● INFORMATION PROVIDED
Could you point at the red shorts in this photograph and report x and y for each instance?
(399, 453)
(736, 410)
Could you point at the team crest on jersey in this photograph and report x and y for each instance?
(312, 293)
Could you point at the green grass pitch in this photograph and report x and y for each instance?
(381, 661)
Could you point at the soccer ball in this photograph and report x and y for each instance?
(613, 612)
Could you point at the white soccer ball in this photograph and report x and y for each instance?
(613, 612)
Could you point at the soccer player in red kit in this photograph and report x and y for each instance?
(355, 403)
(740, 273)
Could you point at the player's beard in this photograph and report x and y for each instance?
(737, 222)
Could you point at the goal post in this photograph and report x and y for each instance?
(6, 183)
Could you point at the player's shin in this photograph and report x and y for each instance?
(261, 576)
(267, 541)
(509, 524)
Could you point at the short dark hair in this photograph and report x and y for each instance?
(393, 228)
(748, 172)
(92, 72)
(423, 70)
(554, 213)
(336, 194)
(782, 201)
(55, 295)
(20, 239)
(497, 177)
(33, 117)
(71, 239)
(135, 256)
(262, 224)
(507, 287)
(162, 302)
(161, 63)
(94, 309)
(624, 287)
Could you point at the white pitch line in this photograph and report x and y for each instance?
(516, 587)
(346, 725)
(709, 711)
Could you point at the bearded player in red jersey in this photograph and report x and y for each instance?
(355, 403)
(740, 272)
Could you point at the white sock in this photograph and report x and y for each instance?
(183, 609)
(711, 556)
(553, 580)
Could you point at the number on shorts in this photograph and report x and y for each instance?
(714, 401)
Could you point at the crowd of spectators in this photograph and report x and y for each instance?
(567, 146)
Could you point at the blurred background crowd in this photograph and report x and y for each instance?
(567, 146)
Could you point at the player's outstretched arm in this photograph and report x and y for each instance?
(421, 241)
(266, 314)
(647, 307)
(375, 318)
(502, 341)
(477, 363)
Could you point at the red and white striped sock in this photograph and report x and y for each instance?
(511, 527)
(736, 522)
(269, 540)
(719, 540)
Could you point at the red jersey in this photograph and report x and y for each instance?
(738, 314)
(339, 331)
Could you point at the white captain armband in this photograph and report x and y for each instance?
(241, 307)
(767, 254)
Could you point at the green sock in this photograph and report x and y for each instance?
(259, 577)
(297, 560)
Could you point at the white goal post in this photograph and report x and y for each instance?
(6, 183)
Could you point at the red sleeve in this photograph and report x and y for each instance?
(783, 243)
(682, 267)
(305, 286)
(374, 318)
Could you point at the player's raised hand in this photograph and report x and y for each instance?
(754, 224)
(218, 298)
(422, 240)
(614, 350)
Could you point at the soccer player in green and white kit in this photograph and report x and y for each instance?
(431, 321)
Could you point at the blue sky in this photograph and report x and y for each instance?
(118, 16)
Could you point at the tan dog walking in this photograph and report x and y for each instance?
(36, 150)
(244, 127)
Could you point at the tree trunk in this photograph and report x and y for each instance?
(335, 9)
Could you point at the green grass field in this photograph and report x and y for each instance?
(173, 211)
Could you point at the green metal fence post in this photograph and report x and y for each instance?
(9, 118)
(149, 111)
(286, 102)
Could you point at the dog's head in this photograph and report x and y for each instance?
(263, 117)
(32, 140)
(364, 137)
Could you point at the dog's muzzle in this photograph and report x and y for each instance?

● YOUR ASSIGNMENT
From the first line to the last, retype the records exactly.

● THE COMPLETED TASK
Could you point at the red shorts in this photograph and report x and y for each instance?
(399, 453)
(736, 410)
Could you point at the team crest on jersey in this photograph and report x and y for each instance?
(312, 293)
Could you point at the green grass pitch in this photograph and report x and y for each instance?
(381, 661)
Could you point at the soccer ball in this photograph and report x and y for each instance?
(613, 612)
Could you point at the white soccer ball in this photograph and report x and y for each instance?
(613, 612)
Could you point at the soccer player in red kit in this photograph and report x and y for each instance?
(355, 403)
(740, 273)
Could you point at the player's beard in this photograph and report x and y for each instance?
(737, 222)
Could you point at the goal post in this photograph and report x and y for each instance?
(6, 183)
Could you point at the player's shin in this photograph and report x and y for each instance?
(261, 576)
(267, 541)
(509, 524)
Could you point at the short dark hair in this photograph and report x and y for each instance?
(393, 228)
(748, 172)
(92, 72)
(423, 70)
(554, 213)
(336, 194)
(782, 201)
(55, 295)
(20, 239)
(497, 177)
(33, 117)
(71, 239)
(135, 256)
(262, 224)
(507, 287)
(162, 302)
(161, 63)
(94, 309)
(624, 287)
Could you point at the white pitch line in this photograph and report x and y for each instance?
(516, 587)
(346, 725)
(709, 711)
Could you point at the bearded player in red jersey in this photograph and report x and y for each instance?
(355, 403)
(740, 272)
Could you point at the white sock in this photograph and report x and y for each instance?
(183, 609)
(711, 556)
(553, 580)
Could you point at the number on shorts in this photograph and report x and y for each instance?
(714, 401)
Could you point at the crowd of spectators in this photograph and report x and y for each instance?
(567, 146)
Could you point at the blurred background crowd in this photograph and report x and y for each instance?
(567, 146)
Could you point at the player's outstretched arm in this photograph and report x and y for each instance?
(421, 241)
(266, 314)
(647, 307)
(375, 318)
(502, 341)
(477, 363)
Could you point at the red and white striped sock in this photograph and report x and y for each instance?
(511, 527)
(736, 522)
(269, 540)
(719, 540)
Could you point at the red jersey in this photograph and report x and y for each instance?
(738, 314)
(339, 331)
Could you point at the white captain armband in this photograph and report x and y for each instance?
(241, 307)
(767, 254)
Could you point at the green sock in this photograph and report x and y for each instance?
(259, 577)
(297, 560)
Could you point at the white goal post in this photograph and report x and y for each instance?
(6, 183)
Could you point at the red sleeve in this photograph and report x and y for each instance?
(783, 243)
(682, 267)
(305, 286)
(374, 318)
Could you point at the player's raised hand in this photograph and report x and y for each instance?
(754, 224)
(218, 298)
(422, 240)
(614, 350)
Could you point at the soccer player in green and white kit in this photograph and report x and y for each instance?
(431, 321)
Could you point at the blue sky in this photograph and report x and y for each instance?
(118, 16)
Could you point at the tan dog walking in this photograph and report x and y for each instance?
(36, 150)
(244, 127)
Could you point at the tree trunk in this photograph and report x and y for each instance?
(335, 9)
Could you point at the green grass field in this photograph and report x and y for each instance?
(173, 211)
Could you point at the green metal fence post in this photograph and report x and y for each instance?
(9, 118)
(149, 111)
(286, 102)
Could you point at the dog's head in this photograph and report x and y for each instance?
(263, 117)
(32, 140)
(364, 137)
Could you point at the dog's muzzle in this photograph and report x and y for each instance?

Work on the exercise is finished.